ZIEL 1: Tausche in der gesamten Auflistung „even-odd fill“ gegen „nonzero fill“ aus und gib die Auflistung ansonsten unverändert, aber ohne die Bilder, wieder.

# Festplatte über BIOS löschen



## xnq (19. August 2009)

*Festplatte über BIOS löschen*

Guten Abend,

sollangsam reichts mir, hab mein pc umgesiedelt und als ich ihn am neuen platz angeschlossen habe kam nur noch der schwarze bildschirm mit dem abgesicherten modus und windows normal starten.... Habe neben bei xp 
Hmm ja ich kann klicken was ich will er fährt nicht mehr hoch. Dann habe ich mir ein paar tips geholt und habe die xp reingemacht und sie übers bios eingestellt und gestartet. Es hat auch normal funktioniert. War auch normal drinnen, bin darauf hin 4 stunden weggegangen und habe mir nichts gedacht, als ich zu Hause war, sah ich nur ein bluescreen.

So ich gleich wieder am starten mit xp cd, aber jetzt kommt schon beim repariern und treiberaktuallisieren ein bluescreen 

So jetzt ärgt mich der dreck nur noch und will es so schnell wie möglich wieder hinbekommen. Habe ein zocker karriere vor mir =D

hmm achja jetzt wollte ich fragen ob ich einfach meine ganze festplatte über bios löschen kann (z.B. über ein befehl), dass ich einfach xp neu installieren kann was ich hoffe das es funktionert. Möchte einfach nur noch das, dass drecks ding hochfährt.

GESPEICHERTE DATEN:
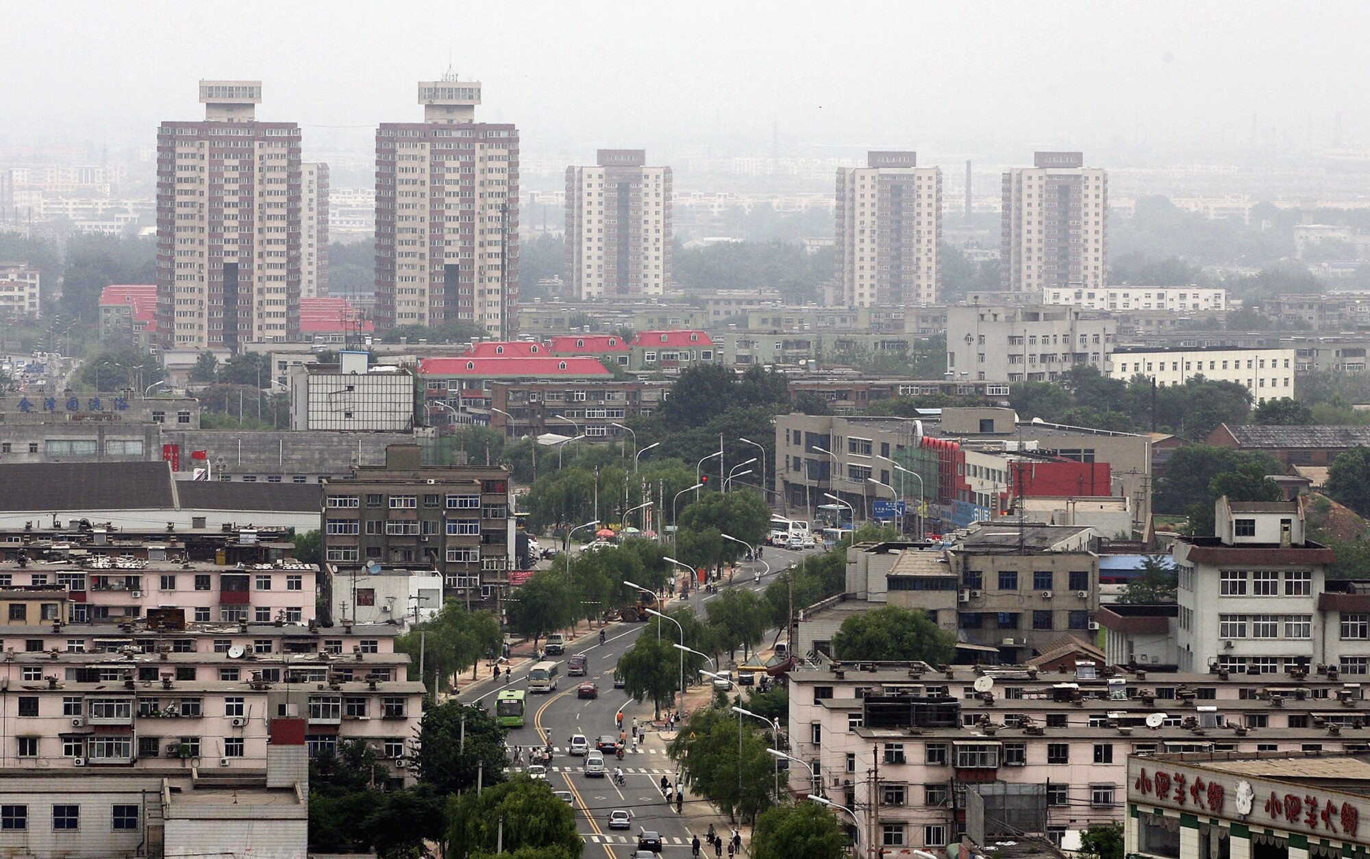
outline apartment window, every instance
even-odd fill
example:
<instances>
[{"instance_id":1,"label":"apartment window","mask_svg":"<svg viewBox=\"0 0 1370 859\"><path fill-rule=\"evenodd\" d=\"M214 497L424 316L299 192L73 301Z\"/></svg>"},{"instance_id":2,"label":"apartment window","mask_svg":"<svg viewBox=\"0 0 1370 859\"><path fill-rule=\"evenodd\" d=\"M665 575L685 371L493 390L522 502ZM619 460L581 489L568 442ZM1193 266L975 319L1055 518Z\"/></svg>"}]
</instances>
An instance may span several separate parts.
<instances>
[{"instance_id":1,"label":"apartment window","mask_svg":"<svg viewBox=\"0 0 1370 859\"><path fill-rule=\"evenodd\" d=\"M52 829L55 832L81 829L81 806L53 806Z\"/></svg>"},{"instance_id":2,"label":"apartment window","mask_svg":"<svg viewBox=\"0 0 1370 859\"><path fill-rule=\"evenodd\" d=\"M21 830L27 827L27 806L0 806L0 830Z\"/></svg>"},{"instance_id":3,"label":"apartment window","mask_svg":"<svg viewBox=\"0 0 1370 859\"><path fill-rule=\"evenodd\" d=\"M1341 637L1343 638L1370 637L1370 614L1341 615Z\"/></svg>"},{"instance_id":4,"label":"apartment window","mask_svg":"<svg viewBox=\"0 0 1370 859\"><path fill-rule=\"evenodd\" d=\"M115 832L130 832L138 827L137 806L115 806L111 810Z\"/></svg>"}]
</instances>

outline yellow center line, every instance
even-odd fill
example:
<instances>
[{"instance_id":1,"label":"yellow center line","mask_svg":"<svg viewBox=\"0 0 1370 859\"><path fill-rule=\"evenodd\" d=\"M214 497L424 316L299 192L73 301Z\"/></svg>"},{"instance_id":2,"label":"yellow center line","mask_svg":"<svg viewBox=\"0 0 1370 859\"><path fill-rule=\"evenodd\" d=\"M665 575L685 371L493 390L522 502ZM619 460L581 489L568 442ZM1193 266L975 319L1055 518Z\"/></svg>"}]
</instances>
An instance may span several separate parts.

ZIEL 2: Schreibe aus dem Forenbeitrag zum Löschen der Festplatte den Wortlaut heraus, beginnend bei „## xnq (19.“ und endend bei „nur ein bluescreen.“.

RICHTIGE ANTWORT 1:
outline apartment window, every instance
nonzero fill
example:
<instances>
[{"instance_id":1,"label":"apartment window","mask_svg":"<svg viewBox=\"0 0 1370 859\"><path fill-rule=\"evenodd\" d=\"M214 497L424 316L299 192L73 301Z\"/></svg>"},{"instance_id":2,"label":"apartment window","mask_svg":"<svg viewBox=\"0 0 1370 859\"><path fill-rule=\"evenodd\" d=\"M665 575L685 371L493 390L522 502ZM619 460L581 489L568 442ZM1193 266L975 319L1055 518Z\"/></svg>"}]
</instances>
An instance may span several separate parts.
<instances>
[{"instance_id":1,"label":"apartment window","mask_svg":"<svg viewBox=\"0 0 1370 859\"><path fill-rule=\"evenodd\" d=\"M52 829L55 832L81 829L81 806L53 806Z\"/></svg>"},{"instance_id":2,"label":"apartment window","mask_svg":"<svg viewBox=\"0 0 1370 859\"><path fill-rule=\"evenodd\" d=\"M21 830L27 827L27 806L0 806L0 830Z\"/></svg>"},{"instance_id":3,"label":"apartment window","mask_svg":"<svg viewBox=\"0 0 1370 859\"><path fill-rule=\"evenodd\" d=\"M1341 637L1343 638L1370 637L1370 614L1341 615Z\"/></svg>"},{"instance_id":4,"label":"apartment window","mask_svg":"<svg viewBox=\"0 0 1370 859\"><path fill-rule=\"evenodd\" d=\"M115 832L130 832L138 827L137 806L115 806L111 810Z\"/></svg>"}]
</instances>

outline yellow center line, every instance
nonzero fill
example:
<instances>
[{"instance_id":1,"label":"yellow center line","mask_svg":"<svg viewBox=\"0 0 1370 859\"><path fill-rule=\"evenodd\" d=\"M214 497L424 316L299 192L73 301Z\"/></svg>"},{"instance_id":2,"label":"yellow center line","mask_svg":"<svg viewBox=\"0 0 1370 859\"><path fill-rule=\"evenodd\" d=\"M665 575L685 371L493 390L522 502ZM619 460L581 489L568 442ZM1193 266L975 319L1055 518Z\"/></svg>"}]
</instances>
An instance may span several separate parts.

RICHTIGE ANTWORT 2:
## xnq (19. August 2009)

*Festplatte über BIOS löschen*

Guten Abend,

sollangsam reichts mir, hab mein pc umgesiedelt und als ich ihn am neuen platz angeschlossen habe kam nur noch der schwarze bildschirm mit dem abgesicherten modus und windows normal starten.... Habe neben bei xp 
Hmm ja ich kann klicken was ich will er fährt nicht mehr hoch. Dann habe ich mir ein paar tips geholt und habe die xp reingemacht und sie übers bios eingestellt und gestartet. Es hat auch normal funktioniert. War auch normal drinnen, bin darauf hin 4 stunden weggegangen und habe mir nichts gedacht, als ich zu Hause war, sah ich nur ein bluescreen.